Written instruction
Rewrite the entries from the line containing "the clear sky." down to the line containing "[298,0,373,78]", replacing "Front side asks" with "Front side reads" and leaving all else unchanged. Omit the pictures.

++++

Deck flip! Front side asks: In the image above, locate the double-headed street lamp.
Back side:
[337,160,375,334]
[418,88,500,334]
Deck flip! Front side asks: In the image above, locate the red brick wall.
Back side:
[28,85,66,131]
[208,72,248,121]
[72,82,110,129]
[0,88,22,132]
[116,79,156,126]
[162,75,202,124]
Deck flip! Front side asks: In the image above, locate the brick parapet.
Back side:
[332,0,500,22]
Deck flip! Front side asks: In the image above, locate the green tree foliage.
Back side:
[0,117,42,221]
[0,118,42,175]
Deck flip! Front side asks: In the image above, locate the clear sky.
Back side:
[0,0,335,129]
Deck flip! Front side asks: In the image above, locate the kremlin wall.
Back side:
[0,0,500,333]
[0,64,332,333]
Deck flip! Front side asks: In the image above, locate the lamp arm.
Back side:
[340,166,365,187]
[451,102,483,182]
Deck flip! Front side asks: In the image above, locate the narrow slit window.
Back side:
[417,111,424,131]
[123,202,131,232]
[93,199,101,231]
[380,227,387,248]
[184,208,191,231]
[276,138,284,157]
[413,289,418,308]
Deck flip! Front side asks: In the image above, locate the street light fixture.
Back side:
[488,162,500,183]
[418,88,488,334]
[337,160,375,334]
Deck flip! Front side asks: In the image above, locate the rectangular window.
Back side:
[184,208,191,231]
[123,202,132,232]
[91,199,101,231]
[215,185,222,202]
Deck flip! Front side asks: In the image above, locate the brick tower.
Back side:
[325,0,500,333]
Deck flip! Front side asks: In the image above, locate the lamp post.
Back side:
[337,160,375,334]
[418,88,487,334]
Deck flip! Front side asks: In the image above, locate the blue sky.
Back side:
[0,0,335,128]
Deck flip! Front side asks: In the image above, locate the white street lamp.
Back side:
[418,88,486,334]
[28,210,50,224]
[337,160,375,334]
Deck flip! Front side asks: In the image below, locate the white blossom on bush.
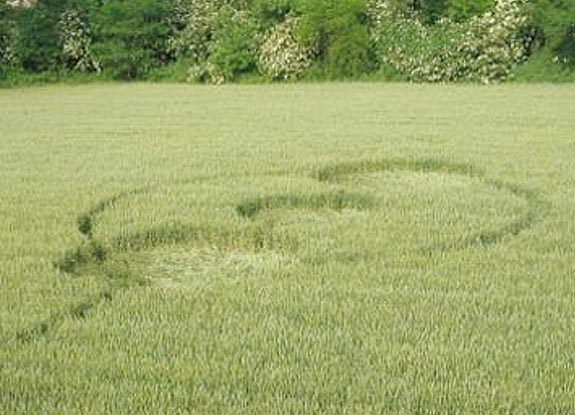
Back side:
[368,0,528,83]
[258,16,314,80]
[59,9,100,72]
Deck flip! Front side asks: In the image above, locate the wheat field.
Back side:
[0,83,575,415]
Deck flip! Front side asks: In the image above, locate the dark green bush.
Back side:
[12,0,65,72]
[443,0,495,22]
[91,0,174,79]
[208,7,259,80]
[251,0,297,29]
[529,0,575,66]
[298,0,373,78]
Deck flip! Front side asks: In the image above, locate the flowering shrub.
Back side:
[258,15,315,80]
[0,3,13,69]
[168,0,224,63]
[369,0,528,83]
[59,9,100,72]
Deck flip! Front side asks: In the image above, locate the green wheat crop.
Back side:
[0,83,575,415]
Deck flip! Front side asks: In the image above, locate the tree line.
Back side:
[0,0,575,83]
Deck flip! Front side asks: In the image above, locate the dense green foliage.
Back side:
[0,83,575,415]
[0,0,575,83]
[91,0,173,79]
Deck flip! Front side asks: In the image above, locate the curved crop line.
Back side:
[16,171,292,342]
[17,159,545,342]
[315,158,546,254]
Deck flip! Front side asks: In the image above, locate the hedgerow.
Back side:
[370,0,529,83]
[0,0,575,83]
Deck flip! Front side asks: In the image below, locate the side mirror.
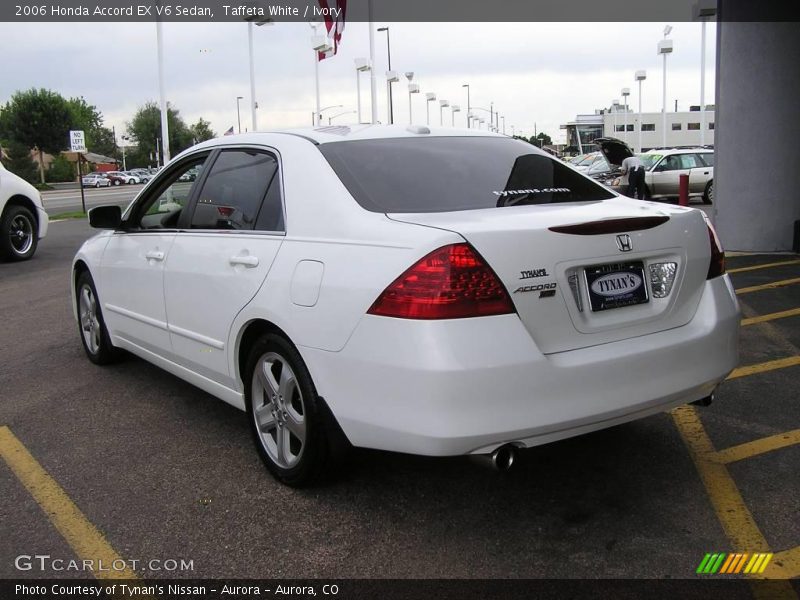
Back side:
[89,206,122,229]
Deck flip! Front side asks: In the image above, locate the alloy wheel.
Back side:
[252,352,307,469]
[80,284,101,354]
[8,214,34,256]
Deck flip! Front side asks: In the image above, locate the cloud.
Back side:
[0,22,716,144]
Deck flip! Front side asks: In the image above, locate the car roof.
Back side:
[206,124,509,145]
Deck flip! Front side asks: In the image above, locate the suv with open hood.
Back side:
[594,137,714,204]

++++

Response to the task
Deck flip! Front side reads: In the image above, locate the clear sky.
Back side:
[0,0,335,129]
Deck flip! Front side reads: In the image above, locate the kremlin wall.
Back side:
[0,0,500,333]
[0,64,332,333]
Deck flip! Front side reads: In the image above, locate the lamp arm.
Back side:
[340,166,365,187]
[451,102,483,182]
Deck flip! Front side reads: In the image above, locate the narrow slit window.
Back side:
[417,111,424,131]
[123,202,131,232]
[93,199,101,231]
[380,227,387,248]
[184,208,191,231]
[276,138,284,157]
[413,289,418,308]
Deck flip! Front side reads: In the image above, locate the street light fixture.
Back side:
[488,162,500,183]
[418,88,488,334]
[337,160,375,334]
Deck flip! Front side reads: In the image above, locate the rectangular window.
Back side:
[184,208,191,231]
[123,202,132,232]
[91,199,101,231]
[215,185,222,202]
Deck flip! Front side reads: In the image above, locate the brick tower.
Back side:
[325,0,500,333]
Deck flip! Front side reads: In the image above, locate the lamp post.
Back side:
[337,160,375,334]
[418,88,487,334]
Deck flip! Front side reads: In the image above, locate the blue sky.
Back side:
[0,0,335,128]
Deck flip! Front side reads: In the image above, locate the white street lamp.
Back side:
[418,88,486,334]
[28,210,50,224]
[337,160,375,334]
Deck flip! Front side reads: In the image below, locate the white blossom on bush.
Back side:
[368,0,528,83]
[258,16,314,80]
[59,9,100,72]
Deck flip! Front side reads: In the image above, locate the wheat field.
Back side:
[0,83,575,415]
Deck flip! Front side reads: In the image above, locate the dark green bush.
Back side:
[12,0,65,72]
[443,0,495,22]
[91,0,174,79]
[208,7,259,80]
[251,0,297,29]
[529,0,575,66]
[298,0,373,78]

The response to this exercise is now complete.